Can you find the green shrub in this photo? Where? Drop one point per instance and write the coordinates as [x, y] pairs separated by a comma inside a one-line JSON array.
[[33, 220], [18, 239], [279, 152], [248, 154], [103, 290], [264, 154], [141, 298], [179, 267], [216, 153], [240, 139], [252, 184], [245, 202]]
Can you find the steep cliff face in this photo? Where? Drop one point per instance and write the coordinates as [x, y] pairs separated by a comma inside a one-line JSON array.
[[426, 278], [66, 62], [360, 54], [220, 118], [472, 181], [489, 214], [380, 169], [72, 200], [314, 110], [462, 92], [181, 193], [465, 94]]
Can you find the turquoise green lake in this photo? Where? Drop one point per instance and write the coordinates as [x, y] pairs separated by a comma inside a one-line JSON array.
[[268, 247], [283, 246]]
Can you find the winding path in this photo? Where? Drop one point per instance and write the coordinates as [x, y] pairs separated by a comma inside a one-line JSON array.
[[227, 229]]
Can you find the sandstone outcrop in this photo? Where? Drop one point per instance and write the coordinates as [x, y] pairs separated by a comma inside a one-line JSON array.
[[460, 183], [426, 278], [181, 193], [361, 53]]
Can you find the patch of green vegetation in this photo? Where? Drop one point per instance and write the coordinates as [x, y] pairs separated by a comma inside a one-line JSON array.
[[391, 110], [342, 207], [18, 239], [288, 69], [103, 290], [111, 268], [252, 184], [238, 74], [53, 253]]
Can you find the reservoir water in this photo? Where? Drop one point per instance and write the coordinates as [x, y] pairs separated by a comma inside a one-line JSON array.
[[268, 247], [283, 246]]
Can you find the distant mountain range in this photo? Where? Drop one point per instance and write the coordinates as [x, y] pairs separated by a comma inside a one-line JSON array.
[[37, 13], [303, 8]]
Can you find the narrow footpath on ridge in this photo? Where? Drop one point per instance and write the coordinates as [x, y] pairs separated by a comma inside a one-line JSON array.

= = = = =

WHAT TO WORK ON →
Can you replace every "instance" in all the lines above with "occurrence" and give the lines again with nothing else changed?

TASK OUTPUT →
Can you find the green shrub in this photo? Where? Drop one point per occurrence and write the coordinates as [x, y] pairs separated by a comma inside a one-line JSON array.
[[33, 220], [18, 239], [279, 152], [248, 154], [103, 290], [264, 154], [141, 298], [179, 267], [216, 153], [240, 139], [252, 184], [245, 202]]
Can you find the steep cliff face in this photo? Where? Drop one point per occurrence and write the coordinates as [x, y] pairs separated by a comma inside a one-line JSON array.
[[426, 278], [66, 62], [360, 54], [220, 118], [472, 181], [489, 214], [380, 169], [72, 200], [314, 110], [462, 92], [181, 193], [465, 94]]
Can you find the turquoise green lake in this photo? Where? Drop one point per occurrence and write the coordinates as [x, y] pairs separated by a comma inside a one-line JSON array.
[[268, 247], [283, 246]]
Can you find the winding path in this photo? Where? Drop one point per occurrence and write the coordinates as [x, y] pairs separated by a comma inside a one-line JSON array.
[[227, 229]]
Can you find the sandstone outcrop in this photo? Where? Drop one point per occurrence and write the coordinates as [x, y] pairs separated by a comma inside a one-line JSON array.
[[460, 183], [426, 278], [181, 193], [361, 53]]
Can you find the patch of green vegetation in this photo? Where? Drop one point per occurrence and write the coordinates as [x, y] pairs separated by a comma inside a one-line JSON array.
[[391, 110], [342, 207], [18, 239], [288, 69], [103, 290], [111, 268], [252, 184], [238, 74], [53, 253]]
Can you find the reservoir water in this photo? Where? Drop one point per occurrence and write the coordinates as [x, y] pairs separated by a comma inside a one-line JSON array.
[[268, 247], [283, 246]]
Can you find the distant mountain range in this photo? Where? Drop one point per occurrence and write the coordinates as [x, y] pairs separated by a comma inside a one-line JSON array.
[[37, 13], [303, 8]]
Can you find the narrow footpath on ridge in this photo? Where? Drop one point per occurrence and write the coordinates as [x, y] pairs separated by a comma inside a one-line JSON array.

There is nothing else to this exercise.